Repeat precisely, and only, the lines between the line containing "the stone paving" and the end of the listing below, both ends included.
— begin Provided information —
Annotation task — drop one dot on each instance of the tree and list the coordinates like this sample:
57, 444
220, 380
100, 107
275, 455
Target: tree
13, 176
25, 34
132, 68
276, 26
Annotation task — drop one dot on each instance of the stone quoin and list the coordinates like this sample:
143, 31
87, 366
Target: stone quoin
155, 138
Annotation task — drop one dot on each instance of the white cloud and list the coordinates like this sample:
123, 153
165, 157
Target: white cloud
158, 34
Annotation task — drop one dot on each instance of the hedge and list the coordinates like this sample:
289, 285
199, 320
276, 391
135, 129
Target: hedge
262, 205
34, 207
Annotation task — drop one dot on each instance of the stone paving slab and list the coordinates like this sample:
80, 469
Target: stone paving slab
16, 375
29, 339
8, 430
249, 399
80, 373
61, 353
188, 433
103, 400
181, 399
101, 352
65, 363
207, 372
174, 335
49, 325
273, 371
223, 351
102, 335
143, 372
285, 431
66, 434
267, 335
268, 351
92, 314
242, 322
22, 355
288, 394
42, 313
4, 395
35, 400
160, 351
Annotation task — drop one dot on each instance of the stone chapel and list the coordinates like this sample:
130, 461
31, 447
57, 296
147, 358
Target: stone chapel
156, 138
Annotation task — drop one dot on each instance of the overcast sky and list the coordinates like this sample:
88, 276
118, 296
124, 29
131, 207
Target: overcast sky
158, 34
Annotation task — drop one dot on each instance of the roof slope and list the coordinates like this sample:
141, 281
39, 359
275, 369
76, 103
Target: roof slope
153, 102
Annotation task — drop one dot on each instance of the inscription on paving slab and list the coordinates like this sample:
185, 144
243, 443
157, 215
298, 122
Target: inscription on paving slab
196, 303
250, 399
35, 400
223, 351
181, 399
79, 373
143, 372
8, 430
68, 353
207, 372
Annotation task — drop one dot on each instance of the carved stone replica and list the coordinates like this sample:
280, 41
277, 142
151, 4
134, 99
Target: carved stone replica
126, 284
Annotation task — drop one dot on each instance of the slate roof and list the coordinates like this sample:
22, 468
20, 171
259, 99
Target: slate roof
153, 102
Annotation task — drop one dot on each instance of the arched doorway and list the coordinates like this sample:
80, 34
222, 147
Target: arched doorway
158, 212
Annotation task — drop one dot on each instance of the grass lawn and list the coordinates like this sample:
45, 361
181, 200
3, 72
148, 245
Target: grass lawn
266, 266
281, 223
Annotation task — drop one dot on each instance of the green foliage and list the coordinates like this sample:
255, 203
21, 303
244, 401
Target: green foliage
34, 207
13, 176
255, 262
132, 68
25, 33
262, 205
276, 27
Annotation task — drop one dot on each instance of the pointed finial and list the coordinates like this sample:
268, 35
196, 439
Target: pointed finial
— end Provided information —
== Correct response ==
Annotation task — drop one dot on each instance of the stone paving slab and list the coordinates like this sample:
80, 469
Target: stone paving slab
16, 375
29, 339
8, 430
249, 399
80, 373
61, 353
188, 433
103, 400
181, 399
101, 352
65, 363
207, 372
174, 335
49, 325
273, 371
223, 351
102, 335
143, 372
285, 431
66, 434
267, 335
268, 351
92, 314
242, 322
22, 355
288, 394
42, 313
4, 395
35, 400
160, 351
Annotation task — drop one dot on each instance of the stone chapel and list the coordinates like this sample:
130, 461
31, 447
57, 296
147, 358
Target: stone chapel
156, 138
Annotation task — drop one dot on each instance of the overcast sky and list the coordinates like this sample:
88, 276
118, 296
124, 29
131, 207
Target: overcast sky
158, 34
Annotation task — drop one dot on each instance of the roof slope and list the coordinates like this sample:
141, 281
39, 359
275, 369
76, 103
Target: roof slope
153, 102
Annotation task — drop one dot on each instance of the inscription on paving slab and list the coordinates like this sample:
185, 144
243, 443
157, 215
298, 122
Target: inscription on paving slab
196, 303
250, 399
35, 400
223, 351
181, 399
79, 373
143, 372
8, 430
68, 353
207, 372
Annotation task — drop one dot on each instance of the carved stone replica and list the coordinates like this sample:
280, 41
277, 142
151, 4
134, 99
Target: carved stone replica
126, 284
Annotation task — drop one dot on each instance of the slate roof and list the coordinates like this sample:
22, 468
20, 171
259, 99
Target: slate roof
153, 102
Annotation task — drop one dot on each instance of the arched doorway and list the coordinates like this sample:
80, 34
222, 147
Target: arched doorway
158, 212
Annotation task — drop one dot on each instance of the grass lawn and list the coordinates like this sample:
45, 361
181, 200
3, 72
148, 245
Target: grass lawn
266, 266
281, 223
Annotation task — drop one dot on each instance of the green foliage and list the coordinates like this sample:
255, 203
21, 303
244, 401
Target: green foliage
34, 207
13, 176
255, 262
132, 68
25, 33
262, 205
276, 27
Annotation task — drop one dot on each instance of the pointed finial and list the coordinates like this sample:
268, 35
196, 439
Target: pointed finial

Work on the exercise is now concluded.